▼
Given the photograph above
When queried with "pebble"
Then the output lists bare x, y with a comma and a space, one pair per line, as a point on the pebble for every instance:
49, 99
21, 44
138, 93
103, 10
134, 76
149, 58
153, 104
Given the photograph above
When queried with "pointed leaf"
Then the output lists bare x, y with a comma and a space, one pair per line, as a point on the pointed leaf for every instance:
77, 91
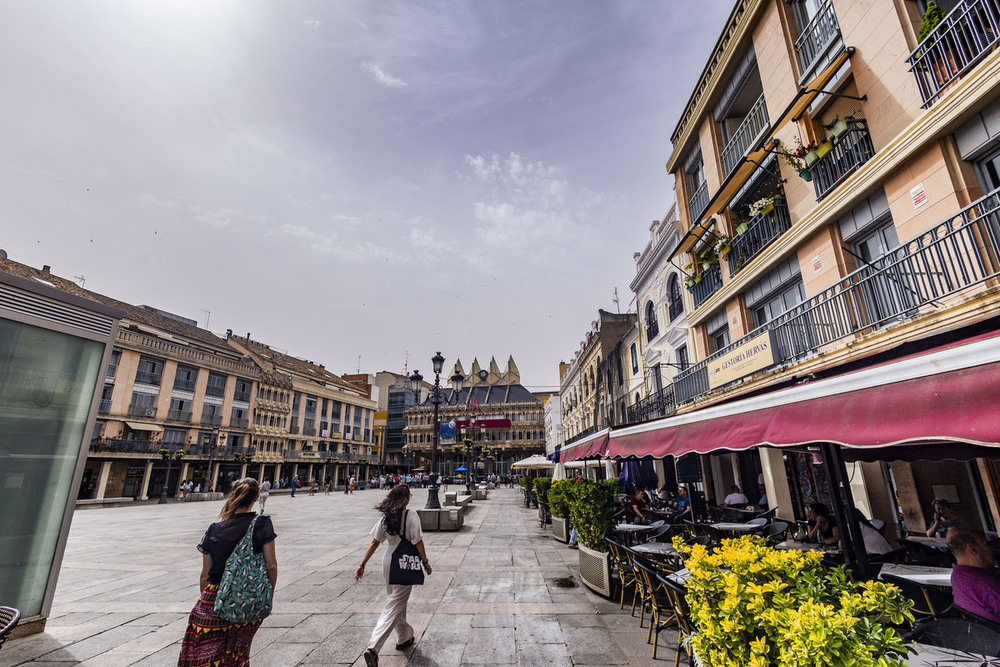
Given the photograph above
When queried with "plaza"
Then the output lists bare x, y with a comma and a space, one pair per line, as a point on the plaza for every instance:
498, 593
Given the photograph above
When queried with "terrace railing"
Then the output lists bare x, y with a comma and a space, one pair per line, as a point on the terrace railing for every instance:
817, 36
761, 231
954, 255
958, 42
850, 150
751, 129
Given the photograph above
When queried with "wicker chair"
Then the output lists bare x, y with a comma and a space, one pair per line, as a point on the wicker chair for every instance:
8, 621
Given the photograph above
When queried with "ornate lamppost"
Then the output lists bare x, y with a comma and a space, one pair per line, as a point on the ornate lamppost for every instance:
436, 398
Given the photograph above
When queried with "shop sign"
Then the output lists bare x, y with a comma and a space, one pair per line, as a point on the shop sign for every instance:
754, 355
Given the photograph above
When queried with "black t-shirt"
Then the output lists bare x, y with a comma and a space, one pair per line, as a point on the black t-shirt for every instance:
221, 539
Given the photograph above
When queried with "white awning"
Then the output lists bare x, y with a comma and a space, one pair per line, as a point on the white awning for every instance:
139, 426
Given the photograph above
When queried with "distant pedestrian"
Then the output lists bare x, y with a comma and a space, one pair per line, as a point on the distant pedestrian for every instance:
209, 639
395, 523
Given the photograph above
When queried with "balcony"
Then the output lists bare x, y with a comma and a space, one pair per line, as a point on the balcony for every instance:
954, 255
751, 129
660, 404
211, 420
147, 377
817, 37
761, 230
711, 281
139, 410
699, 201
850, 150
966, 35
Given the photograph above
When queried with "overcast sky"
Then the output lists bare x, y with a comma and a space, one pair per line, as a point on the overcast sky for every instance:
353, 178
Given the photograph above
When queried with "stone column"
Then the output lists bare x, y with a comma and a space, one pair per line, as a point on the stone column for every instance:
102, 479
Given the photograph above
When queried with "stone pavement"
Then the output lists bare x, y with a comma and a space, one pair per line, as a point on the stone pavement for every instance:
130, 578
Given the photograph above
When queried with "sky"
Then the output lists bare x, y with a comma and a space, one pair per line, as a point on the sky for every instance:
357, 183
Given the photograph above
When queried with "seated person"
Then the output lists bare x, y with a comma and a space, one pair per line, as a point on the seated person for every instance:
636, 503
944, 519
822, 527
735, 498
975, 581
682, 505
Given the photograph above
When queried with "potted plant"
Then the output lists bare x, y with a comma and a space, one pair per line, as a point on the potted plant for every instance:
755, 605
591, 510
558, 496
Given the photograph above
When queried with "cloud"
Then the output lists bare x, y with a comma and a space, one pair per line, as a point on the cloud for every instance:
381, 76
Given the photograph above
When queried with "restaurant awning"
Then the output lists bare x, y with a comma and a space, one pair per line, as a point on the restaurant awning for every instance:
139, 426
755, 157
947, 395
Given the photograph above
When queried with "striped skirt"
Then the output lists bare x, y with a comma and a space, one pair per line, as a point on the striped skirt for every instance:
211, 641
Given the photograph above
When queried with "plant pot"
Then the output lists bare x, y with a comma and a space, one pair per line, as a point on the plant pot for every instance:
560, 529
595, 570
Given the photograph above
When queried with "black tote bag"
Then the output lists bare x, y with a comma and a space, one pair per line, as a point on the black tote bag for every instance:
405, 568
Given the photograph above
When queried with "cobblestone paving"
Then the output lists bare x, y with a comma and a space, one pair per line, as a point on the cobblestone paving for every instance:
130, 578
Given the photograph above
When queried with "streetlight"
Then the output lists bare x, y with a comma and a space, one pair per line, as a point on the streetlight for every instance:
436, 398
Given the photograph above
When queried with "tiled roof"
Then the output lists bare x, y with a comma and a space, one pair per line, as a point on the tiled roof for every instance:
134, 314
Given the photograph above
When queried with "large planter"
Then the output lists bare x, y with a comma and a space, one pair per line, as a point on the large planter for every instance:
595, 570
560, 529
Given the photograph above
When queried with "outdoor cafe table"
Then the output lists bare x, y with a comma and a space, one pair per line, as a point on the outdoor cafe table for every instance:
629, 530
936, 577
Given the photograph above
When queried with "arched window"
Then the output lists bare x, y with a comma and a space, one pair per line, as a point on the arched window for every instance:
676, 307
652, 326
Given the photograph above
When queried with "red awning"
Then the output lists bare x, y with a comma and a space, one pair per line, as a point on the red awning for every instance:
948, 395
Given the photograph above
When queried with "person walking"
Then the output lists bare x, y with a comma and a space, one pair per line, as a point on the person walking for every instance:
265, 491
395, 523
210, 640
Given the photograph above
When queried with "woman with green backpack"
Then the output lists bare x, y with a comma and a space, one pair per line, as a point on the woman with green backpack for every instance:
239, 571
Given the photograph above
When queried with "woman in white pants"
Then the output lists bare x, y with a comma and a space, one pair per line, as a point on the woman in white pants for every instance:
395, 520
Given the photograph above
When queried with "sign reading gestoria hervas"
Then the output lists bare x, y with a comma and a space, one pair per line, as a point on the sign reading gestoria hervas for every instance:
754, 355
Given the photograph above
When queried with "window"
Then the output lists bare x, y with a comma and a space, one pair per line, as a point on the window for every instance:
216, 385
185, 378
652, 326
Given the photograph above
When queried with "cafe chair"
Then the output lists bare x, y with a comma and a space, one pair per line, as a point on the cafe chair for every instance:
8, 621
958, 634
928, 602
656, 597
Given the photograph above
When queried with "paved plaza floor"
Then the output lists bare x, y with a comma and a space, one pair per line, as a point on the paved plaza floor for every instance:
130, 578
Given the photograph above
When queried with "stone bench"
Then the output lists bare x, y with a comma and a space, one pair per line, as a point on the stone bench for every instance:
98, 503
▲
* **What you are asked to do**
Restate the data above exactly, stripping out each image.

* **Reply to the task**
Given the photograph above
When queried with "pebble"
Then the output lists bare x, y with a comma and a space, one pair per line, as a point on the pebble for every instance:
49, 99
21, 44
138, 93
103, 10
134, 76
149, 58
153, 104
Given the photograph above
When queried with "pointed leaf"
Then the output lists bare x, y with a comma and a space, one pair per line, as a point on the pointed leaf for every instance:
77, 91
Given the photograph above
When queried with "plaza"
Then the output lists bare x, y with a comma and a space, one pair per line, as a point on the plaza for every instance:
498, 593
Given the photograph above
When queried with "terrace railing"
Then the output lists bare x, y with a comma and a space, one pair per line, as a point on the terrace railing for every instance:
817, 36
761, 231
954, 255
958, 42
850, 150
751, 129
Given the photograph above
When queried with "wicker chair"
Then the output lists bare x, y with a comma and a space, one pair per line, as a point on the wicker chair for every instance:
8, 621
Given the photograph above
When queried with "ornate lamppost"
Then the output lists bare x, y with a comma and a space, one pair per line, as a point on the ornate lamppost for every instance:
436, 398
Given the photograph above
When queried with "shop sign"
Then the output lists bare x, y with a comma and a space, one pair per line, as a point on the shop sign for every instance:
754, 355
Given the photograph above
When queried with "black t-shirt"
Then the output lists bare x, y with a comma and a space, one pair per line, as a point on the black t-shirt for every instance:
221, 539
Given the photograph above
When queried with "white awning"
Then the output lists bare x, y with a comma and a space, one pair per line, as a point on the white awning for every instance:
139, 426
Given the photograph above
When queried with "distant pedestrian"
Then the output lists bare x, y with a comma and a space, one pair per line, as a point on the distant pedestrian for every instance:
209, 639
395, 523
Given the photograph above
When queried with "balcony"
Then the output lists bare x, y with a comma and a space, one pair per line, as a point on the balcony for every instance:
954, 255
751, 129
660, 404
211, 420
147, 377
817, 37
761, 230
711, 281
139, 410
699, 201
850, 150
966, 35
Given the photograph above
When queried with "overcast sky"
Then the output lists bare x, y with a comma and a space, one pair per line, as a point on the overcast sky for every instance:
353, 178
Given the photograph above
When queried with "stone column"
Then the output lists bare x, y with a comma and a space, one pair per line, as a point on the stone column for every instance:
102, 479
Given the photograph above
When queried with "stone pavement"
Then the output lists bare x, y with a comma and a space, one pair per line, as a point on the stone pavement for every instance:
130, 578
Given the photograph above
When queried with "sky"
Then the output lists bare x, y with a comma and a space, one pair per line, as a point on the sky for every instance:
357, 183
Given the photograph above
When queried with "seated person"
Then the output lists bare x, y with a comma and a space, one pair per line, as a point on the seated person for every instance:
636, 503
944, 519
822, 527
735, 498
975, 581
682, 505
Given the photograph above
When queried with "potted plant"
Then the output lists bare x, y with a comma and a space, one pair per line, as a point on the potted plant for every instance:
755, 605
591, 510
558, 496
Given the photograph above
When queried with "cloud"
Then the output lists bare x, y with a comma and a space, one pair per line, as a point on the cloud for every instance:
381, 76
Given the photograph above
When queried with "restaurant awning"
Then the output lists bare x, y with a comma and a space, one pair per line, as a point on the restaurant awning for every instance:
139, 426
755, 157
947, 395
Given the photograph above
When queried with "striped skirt"
Then the output lists bare x, y with a comma and a space, one pair per line, as a point on the striped skirt for every instance:
211, 641
Given the photograph above
When queried with "plant pot"
Then the output lists bare x, y with a comma and a space, one pair per line, as a point on the plant pot for every instance:
560, 529
595, 570
Given the photograph above
When queried with "black tote bag"
Then the output lists bare x, y with a comma and a space, one pair per line, as a point on the black tote bag for every instance:
405, 568
Given the photograph above
When queried with "cobblestone paving"
Then the output lists bare x, y with a comma and a space, one pair per line, as a point on the cobblestone paving for every instance:
130, 578
Given the photograph above
When queried with "streetlight"
Then the output lists bare x, y with a comma and a space, one pair per line, as a point on the streetlight for every instance:
436, 398
Given the photograph above
When queried with "tiled roof"
Then the output lists bare x, y with a comma and a space, one pair per line, as a point on the tiled roof for every instance:
134, 314
Given the photograph above
When queried with "large planter"
Then the output lists bare x, y with a comma and a space, one pair per line, as a point on the large planter for every instance:
595, 570
560, 529
Given the photograph above
When queried with "outdoor cafe table"
Then the output lists bare x, y with a comma and a space, one pair per line, as a point on the outdoor cafe table for every instance:
629, 530
936, 577
Given the photograph above
When queried with "arched window"
Then the output lists bare x, y with a comma and a space, one pair per line, as a point on the arched window for every instance:
676, 307
652, 326
Given the photograph above
When queried with "red awning"
Then the output lists bare x, y with a comma and a space, one pair per line, as a point on the red awning for every instance:
948, 395
Given the photograph above
When queried with "person walking"
Then the output lists bare x, y with a comma and a space, one pair per line, as a point on the person walking for every instance:
265, 491
395, 523
210, 640
Given the photograph above
When queried with "woman with green backpack"
Then the output lists bare x, y with a comma and a space, one pair per line, as a point on the woman with green backpack for every instance:
239, 571
Given the photograph above
When queried with "woman in white pants"
Then the output lists bare x, y with a comma and a space, one pair per line, as a point on the woman in white pants for every instance:
395, 520
Given the photograph above
When queried with "sign reading gestoria hervas"
Then the output lists bare x, y with a comma and a space, one pair per line, as a point on the sign reading gestoria hervas for every instance:
754, 355
Given the photograph above
When queried with "window"
Then the output lists bare x, y with a comma and a space, one pair per line, as a point on the window for every instance:
216, 385
185, 378
652, 326
Given the photograph above
When queried with "cafe chair"
Then the output lists bare x, y with a comma and a space, one pair per line, as a point on the cafe chair for every instance:
8, 621
958, 634
928, 602
656, 597
Given the photograph above
When queried with "paved plaza floor"
Then the output lists bare x, y with a comma and a space, one pair per line, as a point on the paved plaza floor for every instance:
130, 578
Given the photograph above
When queried with "stone bench"
Then the output lists bare x, y with a comma and a space, one pair per line, as a point on the stone bench for every instance:
98, 503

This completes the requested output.